▸ **Task to complete**:
Pull out every line below holding the word "field".
====== Input data ======
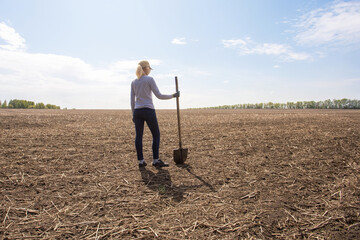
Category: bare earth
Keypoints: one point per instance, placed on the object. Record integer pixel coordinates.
(251, 174)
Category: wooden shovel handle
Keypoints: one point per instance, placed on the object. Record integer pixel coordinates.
(178, 111)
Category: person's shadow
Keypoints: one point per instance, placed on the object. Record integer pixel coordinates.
(161, 182)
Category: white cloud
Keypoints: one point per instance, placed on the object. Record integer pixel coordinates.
(339, 23)
(62, 80)
(248, 47)
(14, 41)
(179, 41)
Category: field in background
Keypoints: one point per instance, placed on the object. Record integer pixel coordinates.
(251, 174)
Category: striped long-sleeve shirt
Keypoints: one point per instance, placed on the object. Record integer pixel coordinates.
(141, 90)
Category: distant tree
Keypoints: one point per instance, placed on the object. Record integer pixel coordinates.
(40, 106)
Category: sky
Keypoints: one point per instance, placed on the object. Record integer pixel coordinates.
(83, 53)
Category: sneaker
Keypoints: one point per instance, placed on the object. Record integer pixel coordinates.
(143, 164)
(160, 163)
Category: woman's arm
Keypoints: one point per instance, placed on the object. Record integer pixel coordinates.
(132, 98)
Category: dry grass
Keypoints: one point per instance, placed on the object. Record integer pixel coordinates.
(251, 174)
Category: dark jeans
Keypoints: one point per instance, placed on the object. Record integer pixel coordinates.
(149, 116)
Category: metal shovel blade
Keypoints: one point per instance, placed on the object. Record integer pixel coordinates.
(180, 155)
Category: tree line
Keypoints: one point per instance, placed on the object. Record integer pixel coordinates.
(24, 104)
(327, 104)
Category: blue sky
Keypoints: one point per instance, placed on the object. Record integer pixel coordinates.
(83, 53)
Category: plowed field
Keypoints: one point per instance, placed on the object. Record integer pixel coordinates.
(250, 174)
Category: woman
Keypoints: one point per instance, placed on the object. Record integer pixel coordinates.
(143, 111)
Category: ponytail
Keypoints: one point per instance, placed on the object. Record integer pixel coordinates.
(139, 71)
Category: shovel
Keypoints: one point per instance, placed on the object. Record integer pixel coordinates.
(180, 154)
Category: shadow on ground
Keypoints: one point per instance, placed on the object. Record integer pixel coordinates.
(161, 182)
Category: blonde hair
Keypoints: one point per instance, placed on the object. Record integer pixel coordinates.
(139, 70)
======
▸ **Exercise answer**:
Category: field in background
Category: plowed field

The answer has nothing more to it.